» **Aim**
Tally how many lines in the records that follow contain the word "below". Reply with the number alone.

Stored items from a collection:
++++++++
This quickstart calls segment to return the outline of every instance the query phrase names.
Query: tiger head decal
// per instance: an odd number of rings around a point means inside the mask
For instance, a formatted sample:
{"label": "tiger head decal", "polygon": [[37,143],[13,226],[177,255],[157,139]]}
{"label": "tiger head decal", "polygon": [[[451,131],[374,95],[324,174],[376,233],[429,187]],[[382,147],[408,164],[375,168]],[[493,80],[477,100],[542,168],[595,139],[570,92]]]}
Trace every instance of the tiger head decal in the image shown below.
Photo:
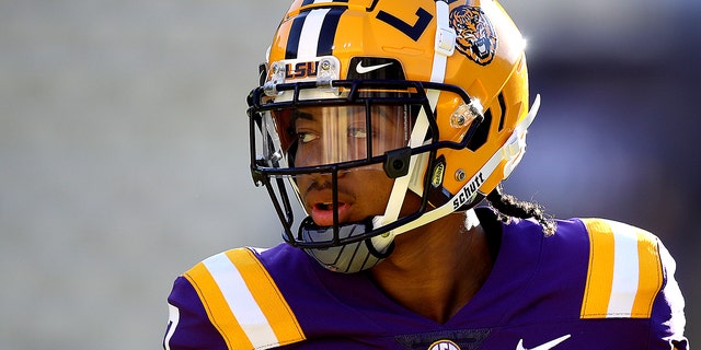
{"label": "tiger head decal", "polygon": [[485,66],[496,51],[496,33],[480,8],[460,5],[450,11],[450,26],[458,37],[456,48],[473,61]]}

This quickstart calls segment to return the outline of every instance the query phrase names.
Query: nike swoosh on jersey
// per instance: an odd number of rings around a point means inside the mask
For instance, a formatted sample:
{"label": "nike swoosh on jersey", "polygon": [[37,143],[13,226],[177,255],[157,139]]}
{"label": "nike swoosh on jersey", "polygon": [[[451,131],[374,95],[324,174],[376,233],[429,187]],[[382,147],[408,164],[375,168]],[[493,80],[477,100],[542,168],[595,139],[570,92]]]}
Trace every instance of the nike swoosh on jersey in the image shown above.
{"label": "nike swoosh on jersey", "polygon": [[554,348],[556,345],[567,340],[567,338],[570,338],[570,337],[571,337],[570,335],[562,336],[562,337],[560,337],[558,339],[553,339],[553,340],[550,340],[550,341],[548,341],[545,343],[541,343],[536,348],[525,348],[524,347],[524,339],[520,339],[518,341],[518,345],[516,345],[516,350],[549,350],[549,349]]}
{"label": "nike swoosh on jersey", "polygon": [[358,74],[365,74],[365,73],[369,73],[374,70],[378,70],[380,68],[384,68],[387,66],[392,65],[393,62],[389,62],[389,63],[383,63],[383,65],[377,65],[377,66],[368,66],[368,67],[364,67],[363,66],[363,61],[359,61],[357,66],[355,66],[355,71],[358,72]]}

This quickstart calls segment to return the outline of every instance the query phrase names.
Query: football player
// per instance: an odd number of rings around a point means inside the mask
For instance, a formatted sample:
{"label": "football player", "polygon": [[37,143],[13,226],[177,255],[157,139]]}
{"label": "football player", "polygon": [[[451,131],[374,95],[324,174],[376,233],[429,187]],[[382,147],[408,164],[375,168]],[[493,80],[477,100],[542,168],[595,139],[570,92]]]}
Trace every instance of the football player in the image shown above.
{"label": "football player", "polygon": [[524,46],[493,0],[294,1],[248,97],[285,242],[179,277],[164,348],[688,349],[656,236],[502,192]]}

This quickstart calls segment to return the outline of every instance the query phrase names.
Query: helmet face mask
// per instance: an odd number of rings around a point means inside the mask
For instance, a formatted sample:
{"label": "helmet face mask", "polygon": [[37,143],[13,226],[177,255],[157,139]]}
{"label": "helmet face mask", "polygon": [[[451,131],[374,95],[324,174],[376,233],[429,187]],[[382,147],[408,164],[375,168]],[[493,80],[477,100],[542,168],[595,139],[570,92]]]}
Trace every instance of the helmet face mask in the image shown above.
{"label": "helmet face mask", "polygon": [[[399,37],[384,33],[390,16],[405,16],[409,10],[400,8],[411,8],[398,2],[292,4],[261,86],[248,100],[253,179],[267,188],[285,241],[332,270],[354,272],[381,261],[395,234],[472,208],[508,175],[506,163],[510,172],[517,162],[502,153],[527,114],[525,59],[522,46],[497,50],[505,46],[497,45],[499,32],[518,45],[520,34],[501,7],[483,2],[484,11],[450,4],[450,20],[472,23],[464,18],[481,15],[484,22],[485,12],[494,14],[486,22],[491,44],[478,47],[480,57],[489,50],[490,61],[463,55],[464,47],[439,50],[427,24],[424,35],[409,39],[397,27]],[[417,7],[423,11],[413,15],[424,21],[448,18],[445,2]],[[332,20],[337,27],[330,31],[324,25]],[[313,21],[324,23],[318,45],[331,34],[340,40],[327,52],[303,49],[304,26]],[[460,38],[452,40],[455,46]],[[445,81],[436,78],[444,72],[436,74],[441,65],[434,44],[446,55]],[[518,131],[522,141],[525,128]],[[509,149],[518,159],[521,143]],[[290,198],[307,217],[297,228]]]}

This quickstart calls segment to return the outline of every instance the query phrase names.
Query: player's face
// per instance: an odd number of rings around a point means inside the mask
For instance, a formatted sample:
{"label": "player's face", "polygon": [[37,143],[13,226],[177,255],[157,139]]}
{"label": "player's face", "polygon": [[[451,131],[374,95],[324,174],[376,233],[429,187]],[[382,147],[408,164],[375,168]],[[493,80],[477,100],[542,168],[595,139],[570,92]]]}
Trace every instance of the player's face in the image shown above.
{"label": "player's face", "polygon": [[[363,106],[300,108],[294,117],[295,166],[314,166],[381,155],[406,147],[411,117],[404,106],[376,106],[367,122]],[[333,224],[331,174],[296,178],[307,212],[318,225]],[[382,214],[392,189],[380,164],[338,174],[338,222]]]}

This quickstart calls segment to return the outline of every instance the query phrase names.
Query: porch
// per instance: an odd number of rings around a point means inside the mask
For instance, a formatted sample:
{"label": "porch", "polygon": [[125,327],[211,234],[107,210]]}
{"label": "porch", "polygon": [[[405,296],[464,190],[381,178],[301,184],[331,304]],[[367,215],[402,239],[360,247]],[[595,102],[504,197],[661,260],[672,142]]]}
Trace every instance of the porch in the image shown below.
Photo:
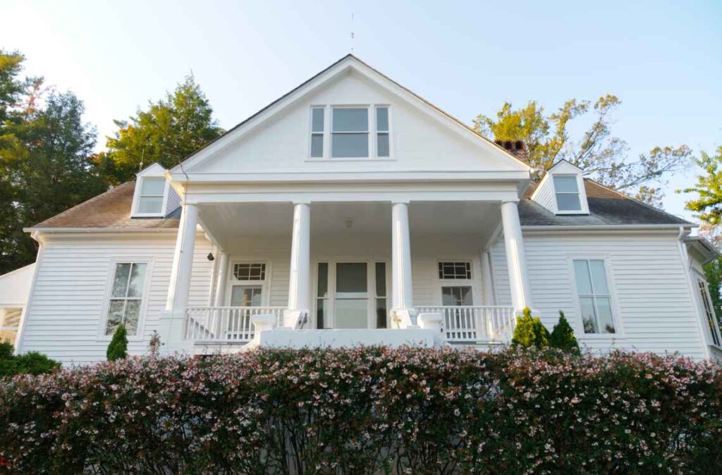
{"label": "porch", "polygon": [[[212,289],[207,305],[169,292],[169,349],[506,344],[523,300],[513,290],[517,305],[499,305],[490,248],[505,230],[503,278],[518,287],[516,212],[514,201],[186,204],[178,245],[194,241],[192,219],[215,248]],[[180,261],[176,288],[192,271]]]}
++++++++
» **Right answer**
2